=== The task ===
Reproduce all of the entries character for character, while leaving out any pictures they contain.

=== Provided data ===
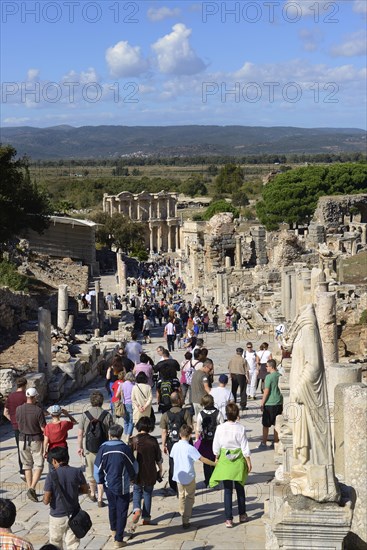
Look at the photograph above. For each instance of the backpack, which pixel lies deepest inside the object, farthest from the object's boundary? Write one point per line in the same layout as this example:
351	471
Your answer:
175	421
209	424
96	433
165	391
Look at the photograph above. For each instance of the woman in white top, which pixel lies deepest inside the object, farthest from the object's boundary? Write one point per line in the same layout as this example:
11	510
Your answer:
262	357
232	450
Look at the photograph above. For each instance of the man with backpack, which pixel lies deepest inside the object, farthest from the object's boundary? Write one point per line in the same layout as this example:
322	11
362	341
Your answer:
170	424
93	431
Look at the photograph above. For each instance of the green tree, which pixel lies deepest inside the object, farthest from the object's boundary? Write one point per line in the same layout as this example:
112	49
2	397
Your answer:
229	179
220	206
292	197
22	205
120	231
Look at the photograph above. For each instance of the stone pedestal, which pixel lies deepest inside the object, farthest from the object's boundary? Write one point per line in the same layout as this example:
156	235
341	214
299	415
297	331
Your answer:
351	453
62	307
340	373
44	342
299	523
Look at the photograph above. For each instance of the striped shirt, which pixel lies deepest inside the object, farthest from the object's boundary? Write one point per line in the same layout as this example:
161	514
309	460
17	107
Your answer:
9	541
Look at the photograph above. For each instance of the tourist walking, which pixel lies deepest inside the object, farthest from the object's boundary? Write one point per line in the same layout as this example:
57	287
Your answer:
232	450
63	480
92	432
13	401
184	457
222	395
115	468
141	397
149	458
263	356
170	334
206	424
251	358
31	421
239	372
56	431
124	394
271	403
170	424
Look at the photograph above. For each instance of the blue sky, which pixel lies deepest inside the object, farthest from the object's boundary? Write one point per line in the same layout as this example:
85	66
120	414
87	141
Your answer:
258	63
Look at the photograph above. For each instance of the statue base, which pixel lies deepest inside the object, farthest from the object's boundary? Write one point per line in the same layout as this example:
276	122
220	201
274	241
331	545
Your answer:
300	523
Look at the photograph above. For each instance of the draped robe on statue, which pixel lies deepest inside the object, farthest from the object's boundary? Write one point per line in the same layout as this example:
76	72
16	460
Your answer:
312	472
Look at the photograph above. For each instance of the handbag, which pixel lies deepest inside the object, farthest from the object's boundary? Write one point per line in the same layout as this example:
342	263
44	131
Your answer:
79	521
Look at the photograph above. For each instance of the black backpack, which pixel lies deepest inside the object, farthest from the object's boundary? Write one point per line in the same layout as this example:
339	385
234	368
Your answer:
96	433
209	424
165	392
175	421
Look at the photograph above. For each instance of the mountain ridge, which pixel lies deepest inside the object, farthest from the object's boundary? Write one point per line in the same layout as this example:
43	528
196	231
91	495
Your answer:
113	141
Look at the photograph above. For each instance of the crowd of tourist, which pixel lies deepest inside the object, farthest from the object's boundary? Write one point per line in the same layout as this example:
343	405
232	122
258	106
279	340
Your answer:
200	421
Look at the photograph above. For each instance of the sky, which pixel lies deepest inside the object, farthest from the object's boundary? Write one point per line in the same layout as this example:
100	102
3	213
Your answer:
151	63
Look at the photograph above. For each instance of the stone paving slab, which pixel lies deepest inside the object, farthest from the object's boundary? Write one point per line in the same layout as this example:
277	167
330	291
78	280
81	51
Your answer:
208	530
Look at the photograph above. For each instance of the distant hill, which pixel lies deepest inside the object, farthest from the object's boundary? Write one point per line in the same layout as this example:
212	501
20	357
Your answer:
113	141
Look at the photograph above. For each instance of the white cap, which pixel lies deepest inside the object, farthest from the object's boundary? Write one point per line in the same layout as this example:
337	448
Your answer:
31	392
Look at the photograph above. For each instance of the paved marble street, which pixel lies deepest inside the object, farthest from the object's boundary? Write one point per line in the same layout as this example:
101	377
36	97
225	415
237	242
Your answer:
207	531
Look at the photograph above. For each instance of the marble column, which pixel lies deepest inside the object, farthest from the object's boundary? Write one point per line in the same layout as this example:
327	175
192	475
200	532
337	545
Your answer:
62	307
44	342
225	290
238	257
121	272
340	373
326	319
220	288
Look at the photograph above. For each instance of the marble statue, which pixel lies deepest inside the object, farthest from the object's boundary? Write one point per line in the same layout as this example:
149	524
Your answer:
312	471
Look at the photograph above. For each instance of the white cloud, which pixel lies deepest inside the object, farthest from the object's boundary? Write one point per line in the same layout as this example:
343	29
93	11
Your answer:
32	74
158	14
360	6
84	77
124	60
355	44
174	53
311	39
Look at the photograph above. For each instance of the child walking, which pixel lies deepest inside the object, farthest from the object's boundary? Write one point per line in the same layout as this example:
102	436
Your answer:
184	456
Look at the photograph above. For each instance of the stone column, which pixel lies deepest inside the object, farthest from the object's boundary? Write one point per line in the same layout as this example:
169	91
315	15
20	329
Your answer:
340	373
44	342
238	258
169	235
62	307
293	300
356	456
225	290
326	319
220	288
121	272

=== Exercise solution ===
Look at the photograph above. For each instance of the backpack, which pixel lies deepest inside the object, farthest from the object's boundary? Write one point per line in the same layout as this example:
351	471
Your answer:
175	421
209	424
96	433
165	391
Look at the photograph above. For each instance of the woman in white top, which pixel lies deepest inside the object, farthest from the object's boundary? Write one point per line in the same layout as this example:
11	510
Your answer:
262	357
232	450
Look at the photograph above. For each instance of the man with backpack, which pixel lies deepest inside the object, farthest from the object's boundary? Write one point per line in the same layout as this example:
322	11
362	341
Your answer:
170	424
93	431
Look at the photograph above. For each instance of the green tree, which pixel lies deepest inside the object, farthest from the object's boundary? Write one point per line in the same layout as this example:
112	49
2	397
Your answer:
229	179
220	206
292	197
22	205
120	231
Look at the photograph above. For each instance of the stone pedestal, which pixel lies deepest inside the object, farthest from the object's boundary? Write one point per line in the same layout as this example:
156	235
341	214
299	415
297	331
Your answer:
351	453
62	307
340	373
44	342
299	523
Look at the photograph above. For each instance of the striped shirt, which pixel lies deepest inside the object, farthest from the object's boundary? Write one point per line in the same layout as this example:
161	514
309	460
17	107
Your answer:
9	541
Look at the photograph above. For each instance of the tourist walking, which pixel lies deepest inside the object, farthest from the object's boundary? Write one point per line in the same layout as this example:
57	287
Your answer:
232	450
63	480
92	432
13	401
184	457
222	395
115	468
141	397
149	458
263	356
170	334
206	424
251	358
31	421
239	372
56	431
124	394
271	403
170	424
Look at the photograph above. For each instance of the blue sky, which pixel lies deepest inside the object, farthest from the object's boundary? Write one point per line in the same layout as this example:
85	66
120	414
87	141
Your answer:
258	63
Look at the photograph above. For each instance of the statue base, which pixel lies deepest inside the object, farthest from the object's boundary? Write one point per line in the same layout as this example:
276	122
220	201
274	241
331	545
Your answer:
300	523
Look at the photograph above. For each instance of the draped robe on statue, which pixel lies deepest inside the object, farthest from the object's boundary? Write one point per line in the same layout as this example:
76	72
16	460
Your answer:
312	472
Look at the photograph above. For each instance of the handbag, which pixel lies deepest inside the object, farthest from the object's boundary? Write one point per line in the same layout as this example:
342	263
44	131
Your answer:
79	521
Look at the photograph above. For each instance of the black backpack, which pixel lies deepest inside the object, farthest from the object's boundary? Write one point per line in the same layout as this example:
339	385
234	368
Your answer:
96	433
209	424
165	392
175	421
Look at the photograph above. For each instance of the mountain ridge, which pixel lies deepest inside the object, farthest from the object's boundary? Write one point per line in the same layout as this example:
43	528
196	231
91	495
Your answer:
113	141
Look at the photograph above. For each instance of the crowd of tourist, which pixel lies deepest inside the object, farthest from the object's boundary? Write one point per line in the same layout as this example:
343	405
232	122
258	106
279	340
Your answer:
200	421
Look at the photograph above. For each instance of the sky, which pixel lies deepest inside the object, farthest from the object's boundary? Write one point per line in the same layout as this example:
100	102
3	213
Your answer:
151	63
Look at the photograph above. For each instance of the stone paving slab, which pixel lies deepest inside the object, farthest from the object's boundary? Write one point per line in the same layout as this example:
277	167
330	291
78	280
81	51
Your answer:
208	530
Look at the photograph above. For each instance of the distant hill, which pixel lies deepest inside the object, farthest from the object's boundary? Write one point per line in the same layout as this example:
212	501
20	357
Your answer:
113	141
Look at the photograph above. For each instance of the white cap, which pixel lies deepest inside the object, farthest from the object's boundary? Write one point per line in the same layout as this example:
337	448
Your answer:
31	392
Look at the photograph above. For each instance of the paved marble street, which pixel lies deepest inside the object, farthest from the object's boundary? Write one point per line in the same layout as this example:
101	377
36	97
225	415
237	242
Your answer:
207	531
Look at the photograph above. For each instance of the marble column, which pixel lies deepest inside the object, farthest from the object's boundary? Write one point per line in the same layout as this example:
327	175
192	475
200	532
337	545
Your answer:
62	307
44	342
225	290
238	257
121	272
340	373
326	319
220	288
Look at the photograph above. For each instance of the marble statue, which pixel lies deepest inside the object, farthest from the object's boundary? Write one point per line in the same layout as this example:
149	524
Your answer:
312	471
Look at the photograph above. For each instance of the white cloud, which pixel lies deepest inside the object, farthest from the object's boundary? Write one point per line in the same layout as this example:
343	29
93	11
Your answer:
32	74
158	14
360	6
84	77
124	60
355	44
174	53
311	39
Look at the photograph above. For each instance of the child walking, which pixel lies deepest inside the object, farthest from the object's boundary? Write one point per line in the same layout as this example:
102	436
Your answer:
184	456
Look at the photograph above. For each instance of the stone column, which pixel lies deepest inside the object, farthest from the object's boundary? Write one point per line in the same layout as this example:
169	91
315	15
20	329
Your answer:
340	373
44	342
238	258
169	235
62	307
293	300
356	456
225	290
326	319
220	288
121	272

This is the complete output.